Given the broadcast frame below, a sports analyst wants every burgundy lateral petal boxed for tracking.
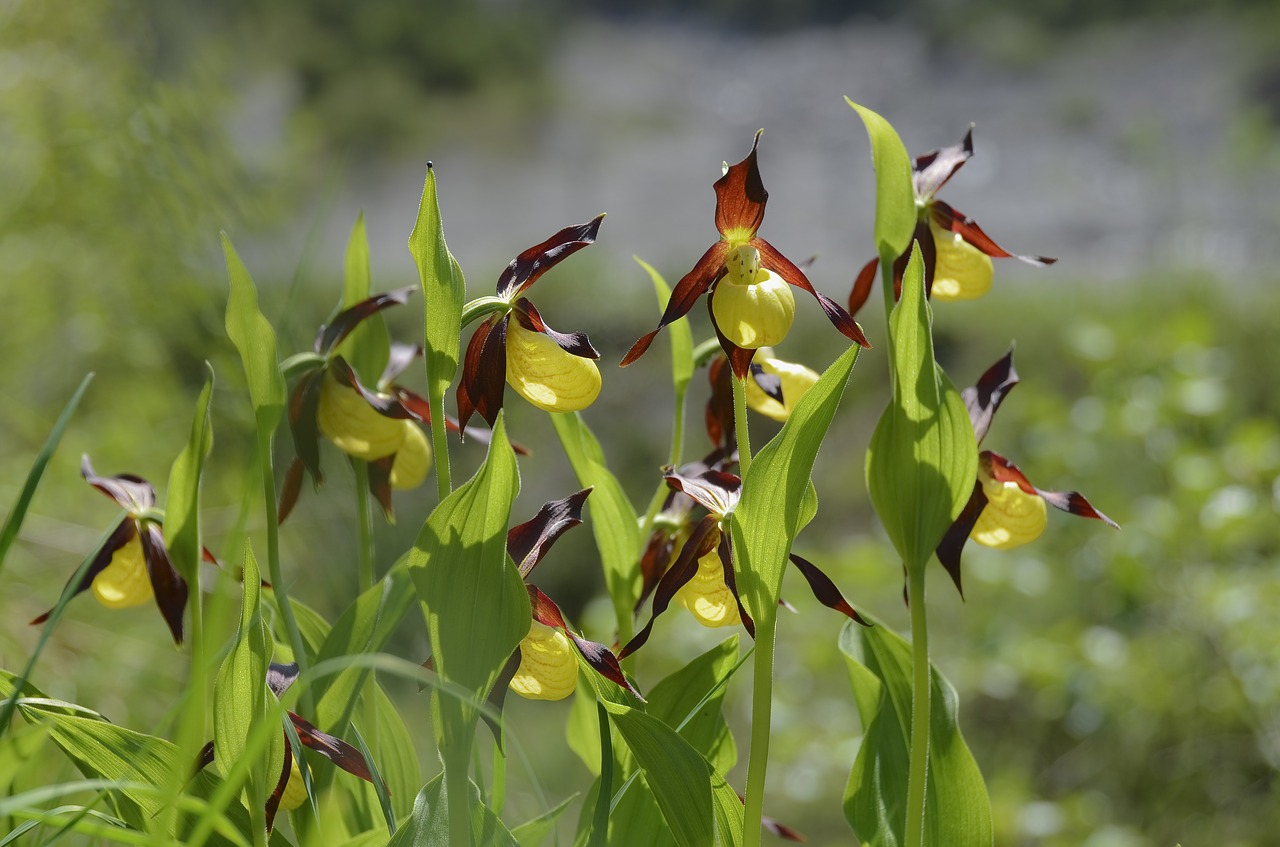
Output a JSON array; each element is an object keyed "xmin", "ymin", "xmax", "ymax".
[
  {"xmin": 315, "ymin": 285, "xmax": 417, "ymax": 356},
  {"xmin": 663, "ymin": 468, "xmax": 742, "ymax": 517},
  {"xmin": 31, "ymin": 517, "xmax": 138, "ymax": 626},
  {"xmin": 621, "ymin": 241, "xmax": 728, "ymax": 367},
  {"xmin": 498, "ymin": 214, "xmax": 604, "ymax": 301},
  {"xmin": 525, "ymin": 585, "xmax": 644, "ymax": 700},
  {"xmin": 507, "ymin": 489, "xmax": 591, "ymax": 577},
  {"xmin": 378, "ymin": 342, "xmax": 422, "ymax": 385},
  {"xmin": 140, "ymin": 523, "xmax": 187, "ymax": 644},
  {"xmin": 366, "ymin": 453, "xmax": 396, "ymax": 525},
  {"xmin": 791, "ymin": 553, "xmax": 870, "ymax": 627},
  {"xmin": 618, "ymin": 514, "xmax": 721, "ymax": 659},
  {"xmin": 288, "ymin": 711, "xmax": 374, "ymax": 783},
  {"xmin": 282, "ymin": 370, "xmax": 324, "ymax": 491},
  {"xmin": 515, "ymin": 297, "xmax": 600, "ymax": 358},
  {"xmin": 849, "ymin": 258, "xmax": 879, "ymax": 317},
  {"xmin": 751, "ymin": 235, "xmax": 872, "ymax": 348},
  {"xmin": 713, "ymin": 131, "xmax": 769, "ymax": 235},
  {"xmin": 960, "ymin": 347, "xmax": 1018, "ymax": 444},
  {"xmin": 936, "ymin": 481, "xmax": 987, "ymax": 599},
  {"xmin": 929, "ymin": 200, "xmax": 1057, "ymax": 267},
  {"xmin": 81, "ymin": 453, "xmax": 156, "ymax": 517},
  {"xmin": 275, "ymin": 458, "xmax": 306, "ymax": 526},
  {"xmin": 911, "ymin": 124, "xmax": 973, "ymax": 200},
  {"xmin": 750, "ymin": 362, "xmax": 786, "ymax": 406}
]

☆ ☆ ☆ ☆ ☆

_WHAT NEEDS TO BE DONE_. Pick out all the lines above that contain the word "each" and copy them out in full.

_TASK OUTPUT_.
Output a JSON array; each element is an object keyed "xmin", "ymin", "xmax", "ymax".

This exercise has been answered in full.